Nothing but a number is needed: the count of lines below that include "dressing".

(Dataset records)
________

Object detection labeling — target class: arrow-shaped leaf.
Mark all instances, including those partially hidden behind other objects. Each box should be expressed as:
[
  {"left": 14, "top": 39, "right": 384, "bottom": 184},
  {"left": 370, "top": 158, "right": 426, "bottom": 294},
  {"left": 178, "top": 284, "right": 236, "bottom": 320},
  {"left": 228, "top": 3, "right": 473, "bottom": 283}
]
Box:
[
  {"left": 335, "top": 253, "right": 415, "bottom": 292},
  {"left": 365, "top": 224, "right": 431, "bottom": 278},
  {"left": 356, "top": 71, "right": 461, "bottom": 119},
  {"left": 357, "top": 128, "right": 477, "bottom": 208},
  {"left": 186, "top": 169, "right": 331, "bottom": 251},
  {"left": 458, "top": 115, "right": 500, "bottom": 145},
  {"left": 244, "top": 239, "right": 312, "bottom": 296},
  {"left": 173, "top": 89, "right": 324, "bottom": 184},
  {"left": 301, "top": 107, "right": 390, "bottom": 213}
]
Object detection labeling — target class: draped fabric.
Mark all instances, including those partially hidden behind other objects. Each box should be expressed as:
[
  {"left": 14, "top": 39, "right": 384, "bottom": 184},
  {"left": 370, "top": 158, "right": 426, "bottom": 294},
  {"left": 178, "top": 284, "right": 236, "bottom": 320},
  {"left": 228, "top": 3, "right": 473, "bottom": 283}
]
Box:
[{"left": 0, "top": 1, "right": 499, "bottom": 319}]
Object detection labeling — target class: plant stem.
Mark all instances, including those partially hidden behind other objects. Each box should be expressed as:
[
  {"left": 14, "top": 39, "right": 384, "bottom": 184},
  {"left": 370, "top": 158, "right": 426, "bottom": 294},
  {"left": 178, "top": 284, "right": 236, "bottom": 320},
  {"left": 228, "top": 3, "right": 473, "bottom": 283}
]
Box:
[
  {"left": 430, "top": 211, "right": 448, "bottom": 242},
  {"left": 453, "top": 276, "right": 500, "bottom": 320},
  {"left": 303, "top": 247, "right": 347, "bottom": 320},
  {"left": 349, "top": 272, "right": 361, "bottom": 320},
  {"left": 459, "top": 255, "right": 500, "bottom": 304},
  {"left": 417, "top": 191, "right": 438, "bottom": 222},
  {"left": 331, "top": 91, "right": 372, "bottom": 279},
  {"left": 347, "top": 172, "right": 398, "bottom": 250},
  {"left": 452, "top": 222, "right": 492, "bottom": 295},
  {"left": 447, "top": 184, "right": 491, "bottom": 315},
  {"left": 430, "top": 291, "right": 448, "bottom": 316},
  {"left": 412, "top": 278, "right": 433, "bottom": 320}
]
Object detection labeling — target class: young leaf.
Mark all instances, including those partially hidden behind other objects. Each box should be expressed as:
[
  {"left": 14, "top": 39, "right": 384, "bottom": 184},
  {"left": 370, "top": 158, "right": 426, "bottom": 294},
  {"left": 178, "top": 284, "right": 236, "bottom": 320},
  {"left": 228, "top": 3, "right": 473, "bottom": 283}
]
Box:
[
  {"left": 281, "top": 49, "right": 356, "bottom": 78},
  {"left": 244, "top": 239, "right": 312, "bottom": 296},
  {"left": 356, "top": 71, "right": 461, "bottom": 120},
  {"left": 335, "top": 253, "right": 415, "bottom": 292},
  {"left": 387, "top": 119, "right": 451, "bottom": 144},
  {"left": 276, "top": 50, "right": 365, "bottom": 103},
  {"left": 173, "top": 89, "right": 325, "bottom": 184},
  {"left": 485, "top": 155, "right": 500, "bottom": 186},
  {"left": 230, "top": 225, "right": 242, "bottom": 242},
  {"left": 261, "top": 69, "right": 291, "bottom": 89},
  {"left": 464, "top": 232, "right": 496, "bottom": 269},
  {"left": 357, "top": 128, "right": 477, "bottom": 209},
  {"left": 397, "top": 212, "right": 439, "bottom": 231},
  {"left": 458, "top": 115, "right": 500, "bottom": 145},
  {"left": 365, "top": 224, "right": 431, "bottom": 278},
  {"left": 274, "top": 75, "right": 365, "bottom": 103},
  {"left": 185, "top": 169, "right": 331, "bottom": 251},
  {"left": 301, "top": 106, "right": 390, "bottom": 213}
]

________

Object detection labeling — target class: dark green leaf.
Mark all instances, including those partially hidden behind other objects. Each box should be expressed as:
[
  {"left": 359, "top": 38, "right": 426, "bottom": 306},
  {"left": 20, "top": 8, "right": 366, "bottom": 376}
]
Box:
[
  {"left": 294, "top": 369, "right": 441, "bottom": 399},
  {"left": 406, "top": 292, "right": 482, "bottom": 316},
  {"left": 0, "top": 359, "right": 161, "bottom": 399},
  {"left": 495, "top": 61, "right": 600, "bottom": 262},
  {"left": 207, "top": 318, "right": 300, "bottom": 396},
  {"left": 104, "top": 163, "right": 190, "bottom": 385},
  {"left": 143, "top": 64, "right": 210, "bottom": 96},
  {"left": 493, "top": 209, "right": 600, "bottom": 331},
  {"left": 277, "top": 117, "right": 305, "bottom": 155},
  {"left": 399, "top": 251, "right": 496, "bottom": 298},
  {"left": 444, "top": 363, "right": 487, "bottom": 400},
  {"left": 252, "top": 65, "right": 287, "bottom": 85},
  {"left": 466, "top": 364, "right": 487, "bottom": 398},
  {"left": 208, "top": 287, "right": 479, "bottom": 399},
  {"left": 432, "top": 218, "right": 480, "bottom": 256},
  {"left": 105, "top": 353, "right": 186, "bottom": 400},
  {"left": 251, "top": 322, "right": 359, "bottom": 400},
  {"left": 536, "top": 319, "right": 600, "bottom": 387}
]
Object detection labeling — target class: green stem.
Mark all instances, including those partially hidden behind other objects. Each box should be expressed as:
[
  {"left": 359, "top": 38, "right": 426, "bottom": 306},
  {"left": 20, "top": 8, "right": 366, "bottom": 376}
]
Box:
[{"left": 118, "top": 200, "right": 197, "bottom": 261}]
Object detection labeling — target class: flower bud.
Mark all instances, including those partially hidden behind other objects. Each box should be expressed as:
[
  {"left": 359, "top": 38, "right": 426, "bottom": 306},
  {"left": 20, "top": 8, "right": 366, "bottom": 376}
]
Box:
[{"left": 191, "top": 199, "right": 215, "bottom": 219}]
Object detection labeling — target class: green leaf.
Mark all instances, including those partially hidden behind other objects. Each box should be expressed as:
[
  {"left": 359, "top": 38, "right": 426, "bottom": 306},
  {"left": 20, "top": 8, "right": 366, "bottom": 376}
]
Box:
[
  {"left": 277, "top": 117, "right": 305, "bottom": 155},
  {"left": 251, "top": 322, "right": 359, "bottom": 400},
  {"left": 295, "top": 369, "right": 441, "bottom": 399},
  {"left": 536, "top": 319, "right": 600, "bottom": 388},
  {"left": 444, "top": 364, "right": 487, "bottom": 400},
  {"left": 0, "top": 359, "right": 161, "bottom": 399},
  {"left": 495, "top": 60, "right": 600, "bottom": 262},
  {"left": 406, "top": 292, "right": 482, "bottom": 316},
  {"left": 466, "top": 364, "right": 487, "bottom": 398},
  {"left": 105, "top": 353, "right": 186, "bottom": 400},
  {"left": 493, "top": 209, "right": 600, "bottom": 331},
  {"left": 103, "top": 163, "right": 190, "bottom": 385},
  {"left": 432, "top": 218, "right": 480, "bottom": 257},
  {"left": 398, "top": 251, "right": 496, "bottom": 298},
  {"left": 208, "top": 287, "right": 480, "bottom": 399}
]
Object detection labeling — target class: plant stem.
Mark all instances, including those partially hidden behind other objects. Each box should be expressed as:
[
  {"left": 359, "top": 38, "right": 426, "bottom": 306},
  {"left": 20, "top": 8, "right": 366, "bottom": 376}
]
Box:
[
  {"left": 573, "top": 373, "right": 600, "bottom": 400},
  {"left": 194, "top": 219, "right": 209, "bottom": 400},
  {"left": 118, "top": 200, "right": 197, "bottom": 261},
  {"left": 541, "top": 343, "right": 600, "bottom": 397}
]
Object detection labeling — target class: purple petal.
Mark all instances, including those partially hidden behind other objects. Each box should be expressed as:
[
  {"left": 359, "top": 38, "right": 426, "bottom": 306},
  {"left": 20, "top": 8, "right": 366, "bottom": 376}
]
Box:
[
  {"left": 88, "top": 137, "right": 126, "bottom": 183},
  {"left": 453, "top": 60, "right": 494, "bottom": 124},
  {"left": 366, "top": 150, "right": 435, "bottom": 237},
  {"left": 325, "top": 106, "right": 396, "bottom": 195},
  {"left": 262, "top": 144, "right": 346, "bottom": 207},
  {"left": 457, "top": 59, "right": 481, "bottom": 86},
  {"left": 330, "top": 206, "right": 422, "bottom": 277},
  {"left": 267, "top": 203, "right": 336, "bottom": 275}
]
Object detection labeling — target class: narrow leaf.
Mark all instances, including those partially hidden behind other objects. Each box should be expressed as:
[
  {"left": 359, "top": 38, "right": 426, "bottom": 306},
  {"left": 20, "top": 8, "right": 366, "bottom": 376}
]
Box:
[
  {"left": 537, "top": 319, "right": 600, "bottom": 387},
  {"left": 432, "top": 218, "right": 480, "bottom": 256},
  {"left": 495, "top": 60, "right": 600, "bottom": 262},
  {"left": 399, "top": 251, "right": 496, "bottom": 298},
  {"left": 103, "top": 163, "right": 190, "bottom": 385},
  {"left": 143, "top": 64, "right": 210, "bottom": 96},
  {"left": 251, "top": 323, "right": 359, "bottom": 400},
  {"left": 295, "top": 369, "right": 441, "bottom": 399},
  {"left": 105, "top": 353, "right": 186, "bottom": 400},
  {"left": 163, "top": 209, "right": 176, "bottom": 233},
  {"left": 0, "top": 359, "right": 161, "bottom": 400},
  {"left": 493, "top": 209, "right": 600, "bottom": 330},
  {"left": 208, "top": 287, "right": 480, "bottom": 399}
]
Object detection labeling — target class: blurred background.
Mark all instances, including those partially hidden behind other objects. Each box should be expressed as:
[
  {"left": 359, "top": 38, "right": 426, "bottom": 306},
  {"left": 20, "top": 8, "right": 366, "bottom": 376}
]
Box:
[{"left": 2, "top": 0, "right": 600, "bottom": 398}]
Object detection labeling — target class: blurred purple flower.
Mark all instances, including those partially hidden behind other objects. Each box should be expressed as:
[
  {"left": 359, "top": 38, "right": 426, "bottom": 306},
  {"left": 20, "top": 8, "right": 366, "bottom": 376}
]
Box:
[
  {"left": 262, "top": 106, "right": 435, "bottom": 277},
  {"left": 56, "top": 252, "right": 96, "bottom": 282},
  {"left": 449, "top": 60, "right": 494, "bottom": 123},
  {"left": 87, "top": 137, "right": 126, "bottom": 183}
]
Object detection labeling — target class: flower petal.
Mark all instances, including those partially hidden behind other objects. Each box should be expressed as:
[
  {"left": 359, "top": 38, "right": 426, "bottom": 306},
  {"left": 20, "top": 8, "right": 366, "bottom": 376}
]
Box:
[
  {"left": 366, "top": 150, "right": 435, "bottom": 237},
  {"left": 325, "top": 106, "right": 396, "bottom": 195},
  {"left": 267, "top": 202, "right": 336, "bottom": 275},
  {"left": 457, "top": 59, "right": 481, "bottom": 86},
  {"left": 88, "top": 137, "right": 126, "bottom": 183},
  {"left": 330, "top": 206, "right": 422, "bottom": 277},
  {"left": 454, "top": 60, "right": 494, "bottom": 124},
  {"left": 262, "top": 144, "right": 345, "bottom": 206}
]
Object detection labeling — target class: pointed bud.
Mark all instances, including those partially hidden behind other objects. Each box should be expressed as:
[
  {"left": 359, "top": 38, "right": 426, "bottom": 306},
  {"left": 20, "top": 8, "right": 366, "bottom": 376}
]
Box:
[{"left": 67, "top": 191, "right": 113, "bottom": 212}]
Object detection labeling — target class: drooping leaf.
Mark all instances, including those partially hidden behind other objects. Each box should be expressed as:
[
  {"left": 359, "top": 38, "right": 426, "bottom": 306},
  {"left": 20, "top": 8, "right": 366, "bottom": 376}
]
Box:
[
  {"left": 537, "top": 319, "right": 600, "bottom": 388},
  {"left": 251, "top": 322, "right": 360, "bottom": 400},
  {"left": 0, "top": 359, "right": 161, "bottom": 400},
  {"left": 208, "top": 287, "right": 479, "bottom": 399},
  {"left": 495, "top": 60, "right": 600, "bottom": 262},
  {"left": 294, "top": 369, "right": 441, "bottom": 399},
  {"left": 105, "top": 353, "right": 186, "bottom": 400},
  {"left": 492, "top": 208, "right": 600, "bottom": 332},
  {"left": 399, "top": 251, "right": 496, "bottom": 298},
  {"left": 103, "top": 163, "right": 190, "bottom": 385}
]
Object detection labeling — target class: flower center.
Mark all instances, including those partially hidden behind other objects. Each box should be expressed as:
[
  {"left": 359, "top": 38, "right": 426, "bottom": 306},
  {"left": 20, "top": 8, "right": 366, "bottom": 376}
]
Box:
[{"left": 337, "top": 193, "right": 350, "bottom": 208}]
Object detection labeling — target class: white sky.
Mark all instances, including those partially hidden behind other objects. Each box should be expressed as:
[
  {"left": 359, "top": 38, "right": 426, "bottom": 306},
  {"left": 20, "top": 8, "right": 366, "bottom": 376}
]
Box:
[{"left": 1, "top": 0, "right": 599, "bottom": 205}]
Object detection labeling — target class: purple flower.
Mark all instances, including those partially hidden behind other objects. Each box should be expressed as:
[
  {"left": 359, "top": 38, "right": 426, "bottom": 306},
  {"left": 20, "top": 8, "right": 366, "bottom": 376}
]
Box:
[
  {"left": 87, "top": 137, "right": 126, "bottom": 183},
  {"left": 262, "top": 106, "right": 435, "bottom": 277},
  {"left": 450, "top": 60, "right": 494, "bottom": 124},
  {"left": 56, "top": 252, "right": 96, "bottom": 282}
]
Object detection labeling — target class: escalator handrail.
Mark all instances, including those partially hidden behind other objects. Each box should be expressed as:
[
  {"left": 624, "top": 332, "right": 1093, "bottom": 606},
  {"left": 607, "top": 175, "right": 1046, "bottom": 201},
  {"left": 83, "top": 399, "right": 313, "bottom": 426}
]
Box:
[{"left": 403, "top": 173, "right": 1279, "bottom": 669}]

________

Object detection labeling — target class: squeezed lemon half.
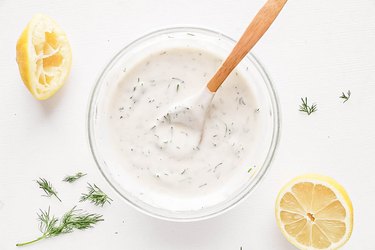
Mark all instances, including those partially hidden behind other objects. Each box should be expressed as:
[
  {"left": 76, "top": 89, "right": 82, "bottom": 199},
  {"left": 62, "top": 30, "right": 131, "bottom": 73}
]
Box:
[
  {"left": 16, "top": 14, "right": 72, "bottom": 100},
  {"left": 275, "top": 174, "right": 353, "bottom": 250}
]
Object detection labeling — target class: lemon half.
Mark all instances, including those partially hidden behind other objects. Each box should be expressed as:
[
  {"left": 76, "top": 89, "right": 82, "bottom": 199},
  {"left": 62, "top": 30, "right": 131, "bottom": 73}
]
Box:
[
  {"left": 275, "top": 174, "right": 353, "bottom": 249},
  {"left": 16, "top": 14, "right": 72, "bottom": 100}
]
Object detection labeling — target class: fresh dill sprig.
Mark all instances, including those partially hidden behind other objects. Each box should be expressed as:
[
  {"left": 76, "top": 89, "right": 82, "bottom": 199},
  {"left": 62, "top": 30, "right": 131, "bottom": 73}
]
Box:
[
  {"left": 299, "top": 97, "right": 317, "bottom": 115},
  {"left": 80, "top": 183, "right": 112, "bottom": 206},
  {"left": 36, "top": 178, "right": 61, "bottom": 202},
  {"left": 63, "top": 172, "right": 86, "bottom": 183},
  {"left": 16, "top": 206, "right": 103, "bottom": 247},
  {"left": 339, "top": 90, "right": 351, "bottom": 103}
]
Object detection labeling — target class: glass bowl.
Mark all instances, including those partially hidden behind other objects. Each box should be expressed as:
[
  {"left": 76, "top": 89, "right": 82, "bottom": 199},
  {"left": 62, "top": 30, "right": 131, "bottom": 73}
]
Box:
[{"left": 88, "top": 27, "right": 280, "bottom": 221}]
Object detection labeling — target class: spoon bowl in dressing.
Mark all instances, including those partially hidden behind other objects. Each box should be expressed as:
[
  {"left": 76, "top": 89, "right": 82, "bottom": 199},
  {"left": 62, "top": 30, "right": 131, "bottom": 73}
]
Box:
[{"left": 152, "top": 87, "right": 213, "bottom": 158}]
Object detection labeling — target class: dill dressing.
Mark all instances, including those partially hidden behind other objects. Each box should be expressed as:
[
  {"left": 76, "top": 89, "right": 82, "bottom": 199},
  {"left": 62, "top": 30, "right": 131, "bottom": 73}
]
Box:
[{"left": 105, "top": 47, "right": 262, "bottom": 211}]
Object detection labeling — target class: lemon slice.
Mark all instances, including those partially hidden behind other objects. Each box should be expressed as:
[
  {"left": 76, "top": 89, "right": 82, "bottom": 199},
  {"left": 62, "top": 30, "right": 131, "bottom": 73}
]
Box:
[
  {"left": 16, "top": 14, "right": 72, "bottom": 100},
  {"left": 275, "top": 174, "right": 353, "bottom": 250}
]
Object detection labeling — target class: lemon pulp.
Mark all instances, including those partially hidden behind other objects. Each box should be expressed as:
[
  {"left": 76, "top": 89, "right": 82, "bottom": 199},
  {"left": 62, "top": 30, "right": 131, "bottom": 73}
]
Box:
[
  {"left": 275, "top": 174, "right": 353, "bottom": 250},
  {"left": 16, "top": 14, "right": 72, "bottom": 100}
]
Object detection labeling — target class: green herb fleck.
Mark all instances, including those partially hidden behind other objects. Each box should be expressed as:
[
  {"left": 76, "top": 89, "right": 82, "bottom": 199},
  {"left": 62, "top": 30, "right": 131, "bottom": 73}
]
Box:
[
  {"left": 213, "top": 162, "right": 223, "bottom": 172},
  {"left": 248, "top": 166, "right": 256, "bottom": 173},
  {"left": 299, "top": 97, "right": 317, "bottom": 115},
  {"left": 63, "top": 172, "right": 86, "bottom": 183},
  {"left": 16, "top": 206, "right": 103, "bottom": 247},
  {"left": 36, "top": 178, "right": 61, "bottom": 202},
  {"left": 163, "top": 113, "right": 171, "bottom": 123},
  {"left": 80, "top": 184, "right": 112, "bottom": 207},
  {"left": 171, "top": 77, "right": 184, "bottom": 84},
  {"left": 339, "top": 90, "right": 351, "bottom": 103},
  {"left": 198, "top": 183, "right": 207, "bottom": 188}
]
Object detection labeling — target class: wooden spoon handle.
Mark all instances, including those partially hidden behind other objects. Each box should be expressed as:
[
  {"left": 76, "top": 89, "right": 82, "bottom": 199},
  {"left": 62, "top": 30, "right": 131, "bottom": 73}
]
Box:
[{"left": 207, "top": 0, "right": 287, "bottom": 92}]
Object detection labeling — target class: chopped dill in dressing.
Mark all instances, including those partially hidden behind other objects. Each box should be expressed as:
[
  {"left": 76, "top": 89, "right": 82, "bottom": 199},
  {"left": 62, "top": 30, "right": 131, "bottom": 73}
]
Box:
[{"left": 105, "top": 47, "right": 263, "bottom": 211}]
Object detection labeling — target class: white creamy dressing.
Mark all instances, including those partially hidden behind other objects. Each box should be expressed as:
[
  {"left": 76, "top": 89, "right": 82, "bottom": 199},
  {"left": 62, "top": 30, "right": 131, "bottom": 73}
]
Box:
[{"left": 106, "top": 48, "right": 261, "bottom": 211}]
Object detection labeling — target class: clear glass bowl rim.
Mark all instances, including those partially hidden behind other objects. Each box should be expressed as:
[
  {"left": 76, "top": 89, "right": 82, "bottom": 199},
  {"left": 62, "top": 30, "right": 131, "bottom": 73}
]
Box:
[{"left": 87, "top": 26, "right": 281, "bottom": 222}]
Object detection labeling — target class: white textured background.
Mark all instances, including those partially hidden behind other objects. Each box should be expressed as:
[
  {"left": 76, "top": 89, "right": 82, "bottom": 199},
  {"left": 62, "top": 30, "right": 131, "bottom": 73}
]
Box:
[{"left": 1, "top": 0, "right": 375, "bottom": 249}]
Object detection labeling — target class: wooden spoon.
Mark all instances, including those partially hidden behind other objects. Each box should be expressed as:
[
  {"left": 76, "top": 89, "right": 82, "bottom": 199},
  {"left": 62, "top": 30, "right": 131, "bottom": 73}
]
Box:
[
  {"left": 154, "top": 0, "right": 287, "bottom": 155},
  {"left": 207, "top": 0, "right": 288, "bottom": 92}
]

________

_Result for this task_. 4